• Data:
_ _ _ _ _

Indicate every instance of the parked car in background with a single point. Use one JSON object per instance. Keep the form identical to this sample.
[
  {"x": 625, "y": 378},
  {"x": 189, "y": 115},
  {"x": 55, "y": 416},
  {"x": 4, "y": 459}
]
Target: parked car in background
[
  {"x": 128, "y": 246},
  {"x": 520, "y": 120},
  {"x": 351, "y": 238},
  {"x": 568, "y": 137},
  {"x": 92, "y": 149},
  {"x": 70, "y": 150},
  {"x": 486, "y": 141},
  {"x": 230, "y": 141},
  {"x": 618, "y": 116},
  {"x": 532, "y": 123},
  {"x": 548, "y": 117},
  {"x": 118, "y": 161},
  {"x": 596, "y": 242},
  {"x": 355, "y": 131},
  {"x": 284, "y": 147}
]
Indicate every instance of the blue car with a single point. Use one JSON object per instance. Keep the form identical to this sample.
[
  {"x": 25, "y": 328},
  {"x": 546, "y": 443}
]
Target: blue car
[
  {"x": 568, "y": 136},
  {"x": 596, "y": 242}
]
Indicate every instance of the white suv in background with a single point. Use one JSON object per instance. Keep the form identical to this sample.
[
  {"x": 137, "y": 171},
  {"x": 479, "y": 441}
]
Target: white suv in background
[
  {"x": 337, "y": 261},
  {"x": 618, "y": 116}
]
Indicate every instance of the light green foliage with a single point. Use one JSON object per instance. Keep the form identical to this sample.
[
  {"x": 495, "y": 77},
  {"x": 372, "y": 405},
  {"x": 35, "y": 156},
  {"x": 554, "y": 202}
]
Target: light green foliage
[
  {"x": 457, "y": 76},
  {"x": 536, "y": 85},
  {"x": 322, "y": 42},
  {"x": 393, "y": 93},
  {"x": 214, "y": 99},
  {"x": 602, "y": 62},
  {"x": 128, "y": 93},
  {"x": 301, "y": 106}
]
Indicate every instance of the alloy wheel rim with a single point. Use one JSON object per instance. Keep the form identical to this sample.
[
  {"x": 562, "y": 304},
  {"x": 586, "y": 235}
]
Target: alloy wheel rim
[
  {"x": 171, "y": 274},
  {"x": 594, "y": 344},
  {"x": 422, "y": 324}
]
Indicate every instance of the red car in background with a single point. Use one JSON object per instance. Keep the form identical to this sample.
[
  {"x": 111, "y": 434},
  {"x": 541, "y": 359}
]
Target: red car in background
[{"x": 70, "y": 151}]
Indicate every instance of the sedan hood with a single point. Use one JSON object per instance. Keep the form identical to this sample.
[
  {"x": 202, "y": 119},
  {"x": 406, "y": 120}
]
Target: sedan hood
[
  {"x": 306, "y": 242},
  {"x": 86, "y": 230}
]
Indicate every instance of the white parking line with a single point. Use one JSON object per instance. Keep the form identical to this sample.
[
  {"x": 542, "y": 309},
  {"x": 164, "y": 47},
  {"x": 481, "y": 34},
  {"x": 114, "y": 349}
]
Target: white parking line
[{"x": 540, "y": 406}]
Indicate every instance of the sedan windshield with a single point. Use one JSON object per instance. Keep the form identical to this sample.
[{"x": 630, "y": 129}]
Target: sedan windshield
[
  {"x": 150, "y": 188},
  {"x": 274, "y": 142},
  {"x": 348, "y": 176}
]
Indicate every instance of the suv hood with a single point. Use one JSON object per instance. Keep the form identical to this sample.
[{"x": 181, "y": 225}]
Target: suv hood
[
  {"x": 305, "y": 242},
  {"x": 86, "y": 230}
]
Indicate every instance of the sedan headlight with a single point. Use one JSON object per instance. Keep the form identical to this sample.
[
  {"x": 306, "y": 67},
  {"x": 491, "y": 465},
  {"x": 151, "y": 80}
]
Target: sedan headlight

_ _ _ _ _

• Action item:
Whatever appears in the listing should be copied exactly and completely.

• Task output:
Indicate every instance of the parked car in background with a single point. Use one JSON object per instance. Keep the form identical to this sample.
[
  {"x": 625, "y": 378},
  {"x": 189, "y": 115},
  {"x": 55, "y": 416},
  {"x": 4, "y": 459}
]
Target: parked car in background
[
  {"x": 128, "y": 246},
  {"x": 520, "y": 120},
  {"x": 351, "y": 238},
  {"x": 568, "y": 137},
  {"x": 92, "y": 149},
  {"x": 70, "y": 150},
  {"x": 486, "y": 141},
  {"x": 230, "y": 141},
  {"x": 618, "y": 116},
  {"x": 532, "y": 123},
  {"x": 548, "y": 117},
  {"x": 118, "y": 161},
  {"x": 596, "y": 242},
  {"x": 355, "y": 131},
  {"x": 284, "y": 147}
]
Indicate every instance of the blue car with a single point. Use one JSON object per instance. Keep the form identical to this sample.
[
  {"x": 25, "y": 328},
  {"x": 546, "y": 443}
]
Target: blue car
[
  {"x": 568, "y": 136},
  {"x": 596, "y": 242}
]
Indicate every instance of the white suv in background with a single point. Use one JSON object per instance. Keep the form identical to this sample.
[
  {"x": 137, "y": 171},
  {"x": 479, "y": 441}
]
Target: white suv in background
[
  {"x": 337, "y": 261},
  {"x": 618, "y": 116}
]
Indicate every instance of the light green foliage with a single point. Use one JSON object per instance. Keep the form identical to this sample.
[
  {"x": 495, "y": 77},
  {"x": 372, "y": 405},
  {"x": 35, "y": 156},
  {"x": 554, "y": 202}
]
Target: light green foliage
[
  {"x": 457, "y": 76},
  {"x": 536, "y": 85},
  {"x": 322, "y": 42},
  {"x": 393, "y": 93},
  {"x": 214, "y": 99},
  {"x": 602, "y": 62},
  {"x": 128, "y": 93},
  {"x": 301, "y": 106}
]
Indicate every instance of the alloy wheel rim with a single point. Use one JSON object per instance. Keep the form identical to this sample.
[
  {"x": 562, "y": 304},
  {"x": 586, "y": 235}
]
Target: alloy wheel rim
[
  {"x": 171, "y": 274},
  {"x": 594, "y": 344},
  {"x": 422, "y": 324}
]
Indicate every instance of the red car in background with a single point. Use one JSON object per instance. Keep the form identical to this sample.
[
  {"x": 111, "y": 434},
  {"x": 541, "y": 359}
]
Target: red car in background
[{"x": 70, "y": 151}]
Indicate every instance of the sedan hood with a single point. Use one JSON object per instance. Keep the form identical to this sample.
[
  {"x": 202, "y": 119},
  {"x": 406, "y": 120}
]
Target: sedan hood
[
  {"x": 306, "y": 242},
  {"x": 86, "y": 230}
]
Indicate every instance of the white parking line with a single point. Use one JSON object per instance. Keep the form identical to this sample.
[
  {"x": 542, "y": 309},
  {"x": 164, "y": 47},
  {"x": 481, "y": 34},
  {"x": 114, "y": 349}
]
Target: white parking line
[{"x": 540, "y": 406}]
Indicate every instance of the sedan windshield with a single point. Use one JSON object per instance. Keep the form identical to this sample.
[{"x": 630, "y": 129}]
Target: sedan windshield
[
  {"x": 150, "y": 188},
  {"x": 274, "y": 142},
  {"x": 348, "y": 176}
]
Indicate every instance of the suv hood with a single point. Use one JSON object per instance. Keep the form identical to this sample.
[{"x": 181, "y": 225}]
Target: suv hood
[
  {"x": 305, "y": 242},
  {"x": 86, "y": 230}
]
Indicate every instance of the sedan headlight with a single point. Use one JSON object per instance. Keep the form identical to this sample.
[
  {"x": 306, "y": 67},
  {"x": 491, "y": 465},
  {"x": 151, "y": 80}
]
Target: sedan headlight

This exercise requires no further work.